• _Textauszug_:
"""

Staatsanwaltschaft (1969)
1. Entwicklung
Die St. war in den Ländern der SBZ nach dem Zusammenbruch 1945 hinsichtlich Organisation und Zuständigkeit zunächst in der herkömmlichen Weise wiederaufgebaut worden; der Generalstaatsanwalt bei dem Oberlandesgericht (1951–1952 Landesstaatsanwalt) als höchstes Strafverfolgungsorgan des Landes unterstand dem jeweiligen Justizminister. Nach Errichtung der „DDR“ wurde durch Gesetz vom 8. 12. 1949 (GBl. S. 111) außer dem Obersten Gericht auch eine Oberste St. geschaffen, deren durch die Volkskammer zu wählender Leiter als Generalstaatsanwalt der DDR Weisungsbefugnis gegenüber den Staatsanwälten der Länder erhielt. Durch die „VO über Maßnahmen zur Vereinfachung der Justiz“ vom 27. 9. 1951 (GBl. S. 877) wurde die St. unter der Leitung des Generalstaatsanwalts der „DDR“ „ein in seiner Organisation und Tätigkeit selbständiges Organ der Justiz“ (§ 1). Ihren Abschluß fand die Herauslösung der St. aus der Justiz mit dem „Gesetz über die St. der DDR“ (StAG) vom 23. 5. 1952 (GBl. S. 408), „das für die St. der DDR die Krönung ihrer Entwicklung bedeutete“ (Benjamin/Melsheimer in: „Neue Justiz“ 1955, S. 264). Seither entsprechen Organisation und Aufgaben der St. im wesentlichen dem sowjet. Vorbild.

"""

• _Kurze Aufgabe a_:
Geben Sie in den Einträgen alles von der Zeile mit „of the grey“ bis zum Ende der Einträge erneut wieder und ersetzen Sie dabei „tag“ durch „mark“, ohne sonst etwas zu verändern.
Der Textauszug und die Einträge stammen aus voneinander unabhängigen Quellen.

• _Quelldaten_:
"""

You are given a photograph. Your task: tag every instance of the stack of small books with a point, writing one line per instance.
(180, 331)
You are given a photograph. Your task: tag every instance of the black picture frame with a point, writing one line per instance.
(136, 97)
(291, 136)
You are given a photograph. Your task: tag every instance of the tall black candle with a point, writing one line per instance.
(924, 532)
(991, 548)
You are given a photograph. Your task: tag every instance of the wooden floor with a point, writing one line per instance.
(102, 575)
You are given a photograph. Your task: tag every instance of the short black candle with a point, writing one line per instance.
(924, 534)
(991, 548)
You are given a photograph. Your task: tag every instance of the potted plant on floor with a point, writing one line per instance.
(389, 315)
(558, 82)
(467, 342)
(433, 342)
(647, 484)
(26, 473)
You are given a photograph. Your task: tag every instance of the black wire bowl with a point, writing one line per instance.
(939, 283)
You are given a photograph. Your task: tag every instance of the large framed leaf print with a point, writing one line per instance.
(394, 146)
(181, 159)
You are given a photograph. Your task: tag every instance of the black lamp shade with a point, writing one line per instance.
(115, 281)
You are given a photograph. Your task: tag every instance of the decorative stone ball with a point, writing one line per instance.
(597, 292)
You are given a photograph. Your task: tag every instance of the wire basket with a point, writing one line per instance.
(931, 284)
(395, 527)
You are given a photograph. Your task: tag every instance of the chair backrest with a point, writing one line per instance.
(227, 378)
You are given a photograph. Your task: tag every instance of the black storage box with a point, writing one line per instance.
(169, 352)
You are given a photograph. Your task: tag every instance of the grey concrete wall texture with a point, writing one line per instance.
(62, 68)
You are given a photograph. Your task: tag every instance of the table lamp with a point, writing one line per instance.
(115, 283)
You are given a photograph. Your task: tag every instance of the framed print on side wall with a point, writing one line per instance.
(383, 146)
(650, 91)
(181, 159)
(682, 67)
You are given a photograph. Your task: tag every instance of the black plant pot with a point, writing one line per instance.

"""

• _Kurze Aufgabe b_:
Wem unterstand laut Textauszug der Generalstaatsanwalt bei dem Oberlandesgericht als höchstes Strafverfolgungsorgan des Landes?

• _Erwartete Antwort a_:
You are given a photograph. Your task: mark every instance of the grey concrete wall texture with a point, writing one line per instance.
(62, 68)
You are given a photograph. Your task: mark every instance of the table lamp with a point, writing one line per instance.
(115, 283)
You are given a photograph. Your task: mark every instance of the framed print on side wall with a point, writing one line per instance.
(383, 146)
(650, 91)
(181, 159)
(682, 67)
You are given a photograph. Your task: mark every instance of the black plant pot with a point, writing one line per instance.

• _Erwartete Antwort b_:
Dem jeweiligen Justizminister.